Please find each line below that contains the string "exact" and copy it. Case counts.

> [Provided entries]

--*--

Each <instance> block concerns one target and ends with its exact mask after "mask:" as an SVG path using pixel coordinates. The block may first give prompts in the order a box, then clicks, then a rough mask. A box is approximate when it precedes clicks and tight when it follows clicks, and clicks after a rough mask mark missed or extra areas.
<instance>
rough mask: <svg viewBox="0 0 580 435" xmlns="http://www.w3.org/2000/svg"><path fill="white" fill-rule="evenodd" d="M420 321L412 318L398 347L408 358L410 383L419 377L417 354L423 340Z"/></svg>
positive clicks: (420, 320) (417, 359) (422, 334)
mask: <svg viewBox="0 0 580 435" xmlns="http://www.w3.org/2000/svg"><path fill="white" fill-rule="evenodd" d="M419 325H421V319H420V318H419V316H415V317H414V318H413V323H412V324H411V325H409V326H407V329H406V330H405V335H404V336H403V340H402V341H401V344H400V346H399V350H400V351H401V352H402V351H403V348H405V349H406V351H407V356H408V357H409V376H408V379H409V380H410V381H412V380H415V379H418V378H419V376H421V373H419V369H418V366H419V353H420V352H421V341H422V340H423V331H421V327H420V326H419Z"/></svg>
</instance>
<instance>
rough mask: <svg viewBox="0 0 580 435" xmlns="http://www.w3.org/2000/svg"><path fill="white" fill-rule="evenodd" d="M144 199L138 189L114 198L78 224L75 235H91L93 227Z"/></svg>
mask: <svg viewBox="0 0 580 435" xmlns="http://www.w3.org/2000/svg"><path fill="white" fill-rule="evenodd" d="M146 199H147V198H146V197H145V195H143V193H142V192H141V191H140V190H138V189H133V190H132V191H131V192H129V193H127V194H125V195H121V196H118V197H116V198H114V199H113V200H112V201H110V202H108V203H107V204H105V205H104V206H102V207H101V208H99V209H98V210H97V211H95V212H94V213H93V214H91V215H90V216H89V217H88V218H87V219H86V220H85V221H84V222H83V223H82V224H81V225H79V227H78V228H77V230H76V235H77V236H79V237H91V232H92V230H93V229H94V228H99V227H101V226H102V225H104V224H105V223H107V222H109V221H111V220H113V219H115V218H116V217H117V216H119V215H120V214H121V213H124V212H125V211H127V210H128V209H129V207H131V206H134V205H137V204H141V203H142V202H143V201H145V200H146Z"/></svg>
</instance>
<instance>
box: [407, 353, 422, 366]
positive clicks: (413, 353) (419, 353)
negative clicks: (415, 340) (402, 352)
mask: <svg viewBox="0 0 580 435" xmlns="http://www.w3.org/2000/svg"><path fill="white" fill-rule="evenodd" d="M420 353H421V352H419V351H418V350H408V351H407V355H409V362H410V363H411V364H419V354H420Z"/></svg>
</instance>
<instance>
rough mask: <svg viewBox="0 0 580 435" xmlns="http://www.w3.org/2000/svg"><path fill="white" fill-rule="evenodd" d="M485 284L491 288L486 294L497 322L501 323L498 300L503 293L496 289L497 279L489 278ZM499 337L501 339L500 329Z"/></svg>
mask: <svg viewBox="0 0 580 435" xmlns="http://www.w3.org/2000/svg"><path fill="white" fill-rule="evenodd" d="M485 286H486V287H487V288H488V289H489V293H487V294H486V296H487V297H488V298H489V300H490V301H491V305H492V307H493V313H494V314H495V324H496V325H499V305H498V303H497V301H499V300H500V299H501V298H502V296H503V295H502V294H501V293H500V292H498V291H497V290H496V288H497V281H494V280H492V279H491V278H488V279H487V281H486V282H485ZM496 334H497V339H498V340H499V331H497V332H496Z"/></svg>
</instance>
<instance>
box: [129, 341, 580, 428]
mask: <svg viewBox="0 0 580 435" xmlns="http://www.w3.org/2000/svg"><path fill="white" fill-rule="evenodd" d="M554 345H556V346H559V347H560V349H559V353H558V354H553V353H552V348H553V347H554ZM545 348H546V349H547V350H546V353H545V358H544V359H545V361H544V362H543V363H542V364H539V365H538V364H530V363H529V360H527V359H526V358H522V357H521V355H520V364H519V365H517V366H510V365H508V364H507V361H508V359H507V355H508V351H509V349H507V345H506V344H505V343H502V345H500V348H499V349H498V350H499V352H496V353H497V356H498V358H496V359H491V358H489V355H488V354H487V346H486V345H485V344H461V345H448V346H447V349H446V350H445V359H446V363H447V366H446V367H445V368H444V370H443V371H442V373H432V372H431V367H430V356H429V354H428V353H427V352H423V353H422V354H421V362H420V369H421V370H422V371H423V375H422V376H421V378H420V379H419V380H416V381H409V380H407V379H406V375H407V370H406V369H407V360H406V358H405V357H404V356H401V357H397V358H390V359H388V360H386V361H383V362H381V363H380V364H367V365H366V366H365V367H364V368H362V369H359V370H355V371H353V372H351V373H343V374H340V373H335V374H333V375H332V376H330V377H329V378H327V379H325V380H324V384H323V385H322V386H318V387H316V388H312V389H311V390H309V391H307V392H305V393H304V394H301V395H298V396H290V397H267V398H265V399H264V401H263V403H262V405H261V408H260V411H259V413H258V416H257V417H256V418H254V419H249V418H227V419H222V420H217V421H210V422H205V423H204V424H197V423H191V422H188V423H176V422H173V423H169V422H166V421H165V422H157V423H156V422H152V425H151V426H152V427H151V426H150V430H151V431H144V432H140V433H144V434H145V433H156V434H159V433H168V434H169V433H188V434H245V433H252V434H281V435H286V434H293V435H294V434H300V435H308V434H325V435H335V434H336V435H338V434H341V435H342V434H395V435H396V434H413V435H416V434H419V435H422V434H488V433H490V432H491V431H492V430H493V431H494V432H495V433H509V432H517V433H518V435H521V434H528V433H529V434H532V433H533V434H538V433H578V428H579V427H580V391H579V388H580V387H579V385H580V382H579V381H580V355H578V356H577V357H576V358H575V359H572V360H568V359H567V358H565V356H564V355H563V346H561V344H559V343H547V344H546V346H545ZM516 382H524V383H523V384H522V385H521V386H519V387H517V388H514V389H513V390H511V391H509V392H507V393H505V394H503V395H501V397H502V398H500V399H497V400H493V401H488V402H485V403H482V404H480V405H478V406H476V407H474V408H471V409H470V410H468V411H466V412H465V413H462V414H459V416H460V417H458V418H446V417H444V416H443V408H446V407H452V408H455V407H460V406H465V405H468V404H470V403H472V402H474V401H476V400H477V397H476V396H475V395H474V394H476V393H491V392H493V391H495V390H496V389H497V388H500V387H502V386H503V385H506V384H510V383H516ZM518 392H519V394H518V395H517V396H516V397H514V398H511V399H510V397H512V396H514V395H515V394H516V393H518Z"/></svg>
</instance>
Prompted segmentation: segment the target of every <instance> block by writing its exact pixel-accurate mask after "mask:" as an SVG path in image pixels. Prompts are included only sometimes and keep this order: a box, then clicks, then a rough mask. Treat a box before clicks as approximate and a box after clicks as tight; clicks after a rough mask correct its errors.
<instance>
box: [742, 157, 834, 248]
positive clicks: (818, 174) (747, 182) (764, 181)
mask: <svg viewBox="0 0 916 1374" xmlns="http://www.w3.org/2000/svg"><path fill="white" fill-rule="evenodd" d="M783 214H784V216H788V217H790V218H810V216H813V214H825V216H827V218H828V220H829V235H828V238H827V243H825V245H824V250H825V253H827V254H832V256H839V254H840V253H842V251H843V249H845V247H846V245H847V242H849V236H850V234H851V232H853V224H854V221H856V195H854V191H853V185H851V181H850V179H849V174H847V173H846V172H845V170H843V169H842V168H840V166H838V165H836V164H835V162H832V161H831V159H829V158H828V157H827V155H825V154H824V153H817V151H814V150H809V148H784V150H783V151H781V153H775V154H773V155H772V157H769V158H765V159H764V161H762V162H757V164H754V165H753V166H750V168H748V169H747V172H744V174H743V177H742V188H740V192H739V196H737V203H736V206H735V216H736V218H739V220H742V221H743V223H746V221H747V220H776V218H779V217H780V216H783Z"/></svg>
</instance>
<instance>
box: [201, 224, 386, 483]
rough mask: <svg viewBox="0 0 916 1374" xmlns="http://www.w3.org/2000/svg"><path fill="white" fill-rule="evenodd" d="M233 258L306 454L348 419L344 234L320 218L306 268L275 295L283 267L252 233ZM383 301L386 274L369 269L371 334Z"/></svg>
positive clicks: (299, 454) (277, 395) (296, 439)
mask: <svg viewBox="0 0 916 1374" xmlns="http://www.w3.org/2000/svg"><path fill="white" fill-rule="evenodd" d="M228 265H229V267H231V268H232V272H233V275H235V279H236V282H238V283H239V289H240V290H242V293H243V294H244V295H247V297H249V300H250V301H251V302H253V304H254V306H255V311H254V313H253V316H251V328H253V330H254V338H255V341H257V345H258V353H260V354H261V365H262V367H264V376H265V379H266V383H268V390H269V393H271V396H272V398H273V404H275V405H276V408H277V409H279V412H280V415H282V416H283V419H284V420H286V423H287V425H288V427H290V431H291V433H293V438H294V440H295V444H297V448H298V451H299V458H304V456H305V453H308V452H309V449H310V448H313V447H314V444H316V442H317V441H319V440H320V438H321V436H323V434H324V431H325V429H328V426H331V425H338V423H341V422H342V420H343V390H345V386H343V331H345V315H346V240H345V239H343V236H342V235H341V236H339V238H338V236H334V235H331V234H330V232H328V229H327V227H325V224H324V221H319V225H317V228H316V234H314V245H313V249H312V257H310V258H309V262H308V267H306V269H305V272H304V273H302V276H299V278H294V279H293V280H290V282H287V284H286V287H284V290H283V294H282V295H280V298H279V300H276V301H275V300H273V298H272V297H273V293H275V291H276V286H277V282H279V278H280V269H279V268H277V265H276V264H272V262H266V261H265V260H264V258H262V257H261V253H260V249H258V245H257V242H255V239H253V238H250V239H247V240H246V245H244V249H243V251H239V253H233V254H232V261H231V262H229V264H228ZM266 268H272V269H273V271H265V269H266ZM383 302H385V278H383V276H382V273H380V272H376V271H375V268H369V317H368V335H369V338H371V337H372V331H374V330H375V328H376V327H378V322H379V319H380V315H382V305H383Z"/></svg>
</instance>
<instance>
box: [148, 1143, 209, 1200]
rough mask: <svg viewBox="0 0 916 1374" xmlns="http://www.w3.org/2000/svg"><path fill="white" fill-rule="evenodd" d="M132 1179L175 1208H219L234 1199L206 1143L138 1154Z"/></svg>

--*--

> [Completed task]
Each <instance> block concerns one target and ends with its exact mask after "mask:" as an SVG path using pixel coordinates. The block may first give prompts in the order a box, then clicks, then a rough mask. A box is approximate when it precedes clicks and tight when it follows clicks, and clicks after a rough mask mark missed or extra areas.
Prompted segmentation: segment the target of every <instance> block by writing its exact pixel-accurate mask after "mask:" as an SVG path in image pixels. Prompts are included only sometimes and keep this order: a box, then clicks, then a rough mask. Treat a box before clicks as approximate and a box after clicks as tight; clicks after a rough mask correct its errors.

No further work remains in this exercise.